I am a current neurology resident, and here are my predictions for the changes which will ocurr in neurology in my career.
1) There will be newer and more effective treatments for neuroimmunological diseases. Diseases such as autoimmune demyelinating polyneuropathy, multiple sclerosis, and myasthenia will be categorized, subcategorized, and studied extensively. New monoclonal antibody infusion treatments will have specific targets for maximal efficacy with less side effects. The prognosis of "malignant" multiple sclerosis may improve somewhat, although some cases will still be resistant.
There may an increase in the early diagnosis of benign multiple sclerosis and unnecessary aggressive treatment in these patients could be an unfortunate side effect.
2)
The treatment of acute stroke will go the way of cardiology, and tissue plasminogen activator and thrombectomy will become commonplace even at non-academic centers. Current multimodal MRI techniques for determining which patients will benefit from intervention will prove unreliable, but doctors will continue to treat acute stroke very aggressively with a modest clinical benefit and an astronomically increased cost.
3) Advances in neuroimaging will assist in the diagnosis of neurological disorders in ways that I am unable to predict. New forms of functional neuroimaging or spectroscopy may play a role.
4) neurointerventional radiology will continue to grow, and intraarterial procedures will be performed where neurosurgical proceedures were previously performed. Perhaps even brain biopsy will be performed via catheter based proceedures.
5) The number of drugs used to treat migraine will increase tremendously without clinical benefit
6) The treatment of partial onset epilepsy with surgery/radioablation will increase in frequency along with the use of magnetoencephalography
7) Intraoperative monitoring will continue to grow and may gain a role in acute stroke.

INFORMATION SUPPLIED:
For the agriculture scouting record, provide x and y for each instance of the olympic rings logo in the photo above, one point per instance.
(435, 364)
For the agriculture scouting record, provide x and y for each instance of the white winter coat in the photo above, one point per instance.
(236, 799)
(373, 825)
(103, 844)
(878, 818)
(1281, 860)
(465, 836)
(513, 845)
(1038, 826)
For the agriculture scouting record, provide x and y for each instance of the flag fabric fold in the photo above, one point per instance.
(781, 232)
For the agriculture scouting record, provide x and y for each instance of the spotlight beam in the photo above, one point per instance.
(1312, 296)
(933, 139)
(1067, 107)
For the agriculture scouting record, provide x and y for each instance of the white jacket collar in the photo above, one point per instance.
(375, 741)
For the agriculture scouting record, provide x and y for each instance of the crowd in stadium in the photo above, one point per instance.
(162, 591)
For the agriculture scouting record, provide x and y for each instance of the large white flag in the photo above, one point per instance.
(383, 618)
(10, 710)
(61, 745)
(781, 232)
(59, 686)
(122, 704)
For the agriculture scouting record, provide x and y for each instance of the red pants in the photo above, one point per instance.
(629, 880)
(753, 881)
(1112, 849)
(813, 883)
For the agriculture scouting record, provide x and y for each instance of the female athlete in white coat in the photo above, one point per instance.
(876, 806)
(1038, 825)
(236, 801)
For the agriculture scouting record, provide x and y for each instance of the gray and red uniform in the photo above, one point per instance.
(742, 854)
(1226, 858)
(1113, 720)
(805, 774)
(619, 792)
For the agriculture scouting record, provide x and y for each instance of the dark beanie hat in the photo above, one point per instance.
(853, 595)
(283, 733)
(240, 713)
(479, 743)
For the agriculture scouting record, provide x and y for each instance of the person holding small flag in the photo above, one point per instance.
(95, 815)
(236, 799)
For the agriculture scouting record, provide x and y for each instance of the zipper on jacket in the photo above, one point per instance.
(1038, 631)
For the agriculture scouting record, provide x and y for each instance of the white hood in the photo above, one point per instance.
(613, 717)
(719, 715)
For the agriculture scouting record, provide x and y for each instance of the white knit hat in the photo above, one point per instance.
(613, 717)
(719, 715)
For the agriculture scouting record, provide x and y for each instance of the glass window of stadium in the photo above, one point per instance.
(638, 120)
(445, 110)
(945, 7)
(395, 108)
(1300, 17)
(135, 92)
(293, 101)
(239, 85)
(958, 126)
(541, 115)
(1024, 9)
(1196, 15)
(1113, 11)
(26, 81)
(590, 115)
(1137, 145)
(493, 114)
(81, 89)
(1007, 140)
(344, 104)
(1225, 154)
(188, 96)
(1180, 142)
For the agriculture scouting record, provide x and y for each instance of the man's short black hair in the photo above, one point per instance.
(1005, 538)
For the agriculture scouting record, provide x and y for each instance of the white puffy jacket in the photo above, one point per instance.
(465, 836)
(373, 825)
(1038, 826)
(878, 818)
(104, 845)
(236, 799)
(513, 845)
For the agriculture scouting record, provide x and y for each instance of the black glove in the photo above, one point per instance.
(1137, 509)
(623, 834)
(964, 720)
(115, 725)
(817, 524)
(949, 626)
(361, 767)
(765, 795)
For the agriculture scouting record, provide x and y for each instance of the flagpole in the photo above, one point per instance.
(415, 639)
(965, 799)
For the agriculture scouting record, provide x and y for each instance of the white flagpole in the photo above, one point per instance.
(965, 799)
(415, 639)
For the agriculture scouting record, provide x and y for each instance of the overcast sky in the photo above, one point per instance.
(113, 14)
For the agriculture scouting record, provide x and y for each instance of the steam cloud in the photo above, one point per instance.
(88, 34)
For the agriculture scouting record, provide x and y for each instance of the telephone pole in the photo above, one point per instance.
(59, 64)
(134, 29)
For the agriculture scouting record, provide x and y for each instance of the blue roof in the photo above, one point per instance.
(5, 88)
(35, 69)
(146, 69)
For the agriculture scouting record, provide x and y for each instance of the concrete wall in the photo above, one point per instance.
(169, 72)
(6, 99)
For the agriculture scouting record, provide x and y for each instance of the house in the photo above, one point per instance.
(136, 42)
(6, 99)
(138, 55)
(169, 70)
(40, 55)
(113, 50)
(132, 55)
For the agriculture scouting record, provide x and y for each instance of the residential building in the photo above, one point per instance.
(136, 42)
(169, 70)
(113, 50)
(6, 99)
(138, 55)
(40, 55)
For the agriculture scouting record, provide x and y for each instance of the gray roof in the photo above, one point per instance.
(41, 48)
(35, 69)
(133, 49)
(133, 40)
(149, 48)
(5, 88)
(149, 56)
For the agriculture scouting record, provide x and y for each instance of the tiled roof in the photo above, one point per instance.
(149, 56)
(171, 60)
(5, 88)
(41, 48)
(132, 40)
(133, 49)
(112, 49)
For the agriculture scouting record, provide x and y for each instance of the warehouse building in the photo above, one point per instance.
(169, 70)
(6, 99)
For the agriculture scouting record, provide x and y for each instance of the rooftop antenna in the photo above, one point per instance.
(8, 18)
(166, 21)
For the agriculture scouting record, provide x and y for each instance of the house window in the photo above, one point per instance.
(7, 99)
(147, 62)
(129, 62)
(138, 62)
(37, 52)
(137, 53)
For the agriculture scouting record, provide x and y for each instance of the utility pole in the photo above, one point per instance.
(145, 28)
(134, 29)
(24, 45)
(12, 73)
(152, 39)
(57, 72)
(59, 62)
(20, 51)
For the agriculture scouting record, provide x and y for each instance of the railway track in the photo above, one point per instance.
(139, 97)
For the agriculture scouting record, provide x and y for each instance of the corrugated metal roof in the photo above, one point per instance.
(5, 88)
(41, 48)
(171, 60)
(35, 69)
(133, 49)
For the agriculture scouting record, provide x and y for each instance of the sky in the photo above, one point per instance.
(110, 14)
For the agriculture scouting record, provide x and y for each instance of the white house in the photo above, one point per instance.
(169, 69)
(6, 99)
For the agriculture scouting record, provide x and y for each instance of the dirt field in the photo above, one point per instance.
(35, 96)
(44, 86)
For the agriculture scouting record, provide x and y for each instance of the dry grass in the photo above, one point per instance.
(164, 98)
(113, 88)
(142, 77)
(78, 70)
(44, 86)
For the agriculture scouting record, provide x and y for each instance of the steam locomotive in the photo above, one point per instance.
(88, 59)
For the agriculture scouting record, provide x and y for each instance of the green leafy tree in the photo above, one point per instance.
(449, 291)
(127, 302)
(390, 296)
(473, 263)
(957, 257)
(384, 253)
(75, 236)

ASSIGNED TASK:
Continue the list of predictions for neurology, adding new numbered items after the last one shown.

ANSWER SPACE:
8) We will continue to see advancements in the understanding of neurdegenerative and genetic disorders, and many etiologies will be defined explicitly. Clinical entities previously thought to be homogeneous will be broken down into distinct categories. Most of these conditions will remain without highly effective treatments, although a smaller number of metabolic conditions will become highly treatable. Prenatal diagnosis and genetic counseling will become commonplace. Specifically, I suspect that several decades from now, gene chip microarray analysis for a myriad of common and uncommon human diseases will be done routinely.
9) For the most part, there will be no highly effective treatments for the most common forms of dementia
10) New chemotherapy regimens will significantly improve the prognosis of certain brain cancers with a previously poor prognosis such as high grade glioma. Open surgical debulking/resection may even become unnecessary.
11) In general, neurologists in particular and physicians in general will in many cases fail to meet the ridiculously high expectations of patients.